Fragmento para leer »
• • • •

¿Cuánta educación cabe en las políticas educativas? Por lo menos desde el siglo XIX, las políticas en la enseñanza trascendieron lo estrictamente educativo. Así podemos ver la aparente paradoja de un dictador como Lorenzo Latorre apoyando a un liberal como José Pedro Varela. El orden en la campaña y el respeto a la propiedad privada eran objetivos comunes de uno y otro. Es probable que el dictador tuviera muy en cuenta el discurso de Varela a los comerciantes en 1868: “El solo hecho de concurrir a la escuela opera una completa transformación en el niño... allí no ríe, no juega, no grita cuando quiere. Hay siempre un orden fijo”.[1]

En la década del 90 del siglo pasado, bajo el gobierno de Luis Alberto Lacalle se proyectó (sin éxito) utilizar la infraestructura escolar “ociosa” los fines de semana y en vacaciones para programas asistencialistas. Eran tiempos de ahorro y de buscar administrar eficientemente los recursos (eso decían, y la educación pasaba a segundo plano). En el lustro siguiente, el ministro del Interior Luis Hierro, ante la pregunta sobre qué estaba haciendo el gobierno en materia de seguridad, incluía la reforma Rama dentro de esta política.

• • • •

Material proporcionado »
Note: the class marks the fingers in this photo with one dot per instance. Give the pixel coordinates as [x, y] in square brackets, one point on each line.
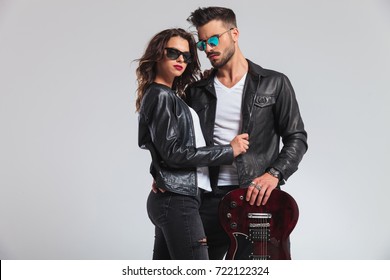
[240, 144]
[156, 189]
[260, 189]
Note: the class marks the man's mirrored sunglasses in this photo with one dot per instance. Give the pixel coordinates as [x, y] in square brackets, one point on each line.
[213, 41]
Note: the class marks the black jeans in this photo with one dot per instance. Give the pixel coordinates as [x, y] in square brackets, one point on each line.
[217, 239]
[179, 233]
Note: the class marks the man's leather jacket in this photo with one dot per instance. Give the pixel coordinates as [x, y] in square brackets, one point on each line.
[269, 114]
[166, 129]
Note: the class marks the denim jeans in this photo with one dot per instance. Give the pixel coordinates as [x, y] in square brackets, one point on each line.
[179, 233]
[217, 240]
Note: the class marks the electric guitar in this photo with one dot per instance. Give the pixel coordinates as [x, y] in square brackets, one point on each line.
[258, 232]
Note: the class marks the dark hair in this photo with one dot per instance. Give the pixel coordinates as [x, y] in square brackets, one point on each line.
[201, 16]
[146, 71]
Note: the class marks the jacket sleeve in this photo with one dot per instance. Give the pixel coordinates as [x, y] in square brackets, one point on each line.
[167, 136]
[291, 129]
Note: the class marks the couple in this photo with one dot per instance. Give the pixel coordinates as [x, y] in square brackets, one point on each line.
[210, 136]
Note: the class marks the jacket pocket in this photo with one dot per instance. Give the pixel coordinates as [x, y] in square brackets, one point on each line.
[264, 101]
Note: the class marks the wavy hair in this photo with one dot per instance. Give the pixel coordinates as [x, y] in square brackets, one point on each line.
[146, 70]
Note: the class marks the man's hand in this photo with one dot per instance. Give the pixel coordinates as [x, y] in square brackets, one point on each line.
[155, 189]
[260, 189]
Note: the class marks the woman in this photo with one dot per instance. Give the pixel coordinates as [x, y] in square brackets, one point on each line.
[170, 130]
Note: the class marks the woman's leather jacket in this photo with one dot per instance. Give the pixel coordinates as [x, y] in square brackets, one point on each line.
[166, 129]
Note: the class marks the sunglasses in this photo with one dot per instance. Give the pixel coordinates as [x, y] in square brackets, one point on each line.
[213, 41]
[174, 54]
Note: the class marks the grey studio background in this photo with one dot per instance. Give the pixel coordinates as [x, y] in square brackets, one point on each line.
[73, 182]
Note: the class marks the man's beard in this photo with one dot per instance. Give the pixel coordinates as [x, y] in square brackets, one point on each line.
[225, 59]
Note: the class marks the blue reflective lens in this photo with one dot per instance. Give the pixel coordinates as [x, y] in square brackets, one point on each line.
[213, 41]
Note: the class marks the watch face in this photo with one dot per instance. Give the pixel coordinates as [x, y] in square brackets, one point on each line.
[274, 172]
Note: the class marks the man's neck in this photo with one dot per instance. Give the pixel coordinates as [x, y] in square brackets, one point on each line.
[231, 73]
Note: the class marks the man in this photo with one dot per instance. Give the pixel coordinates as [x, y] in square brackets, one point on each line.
[240, 96]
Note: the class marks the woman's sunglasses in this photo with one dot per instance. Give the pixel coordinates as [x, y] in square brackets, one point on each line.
[213, 41]
[174, 54]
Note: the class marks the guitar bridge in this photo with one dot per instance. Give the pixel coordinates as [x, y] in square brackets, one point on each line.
[259, 257]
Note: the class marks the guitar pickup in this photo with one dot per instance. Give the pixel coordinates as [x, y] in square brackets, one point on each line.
[259, 234]
[259, 215]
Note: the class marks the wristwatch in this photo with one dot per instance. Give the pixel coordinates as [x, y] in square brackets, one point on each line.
[274, 172]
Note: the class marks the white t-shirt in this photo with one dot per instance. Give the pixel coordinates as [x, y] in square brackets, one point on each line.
[202, 172]
[228, 124]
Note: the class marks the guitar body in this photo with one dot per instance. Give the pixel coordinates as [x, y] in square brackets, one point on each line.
[258, 232]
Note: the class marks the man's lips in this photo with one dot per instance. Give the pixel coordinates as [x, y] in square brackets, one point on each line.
[212, 55]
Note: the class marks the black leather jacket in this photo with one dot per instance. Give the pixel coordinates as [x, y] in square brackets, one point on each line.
[269, 113]
[166, 129]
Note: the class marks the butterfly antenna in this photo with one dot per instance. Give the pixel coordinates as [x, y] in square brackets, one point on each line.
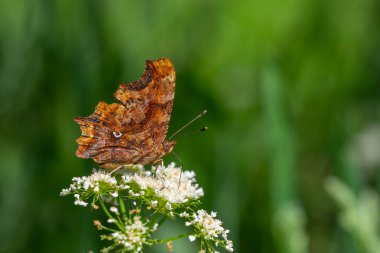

• • • •

Ejercicio » Enumera todas las personas que el fragmento sobre políticas educativas menciona con nombre y apellido. Responde basándote únicamente en el fragmento.

Solución » Lorenzo Latorre, José Pedro Varela, Luis Alberto Lacalle y Luis Hierro.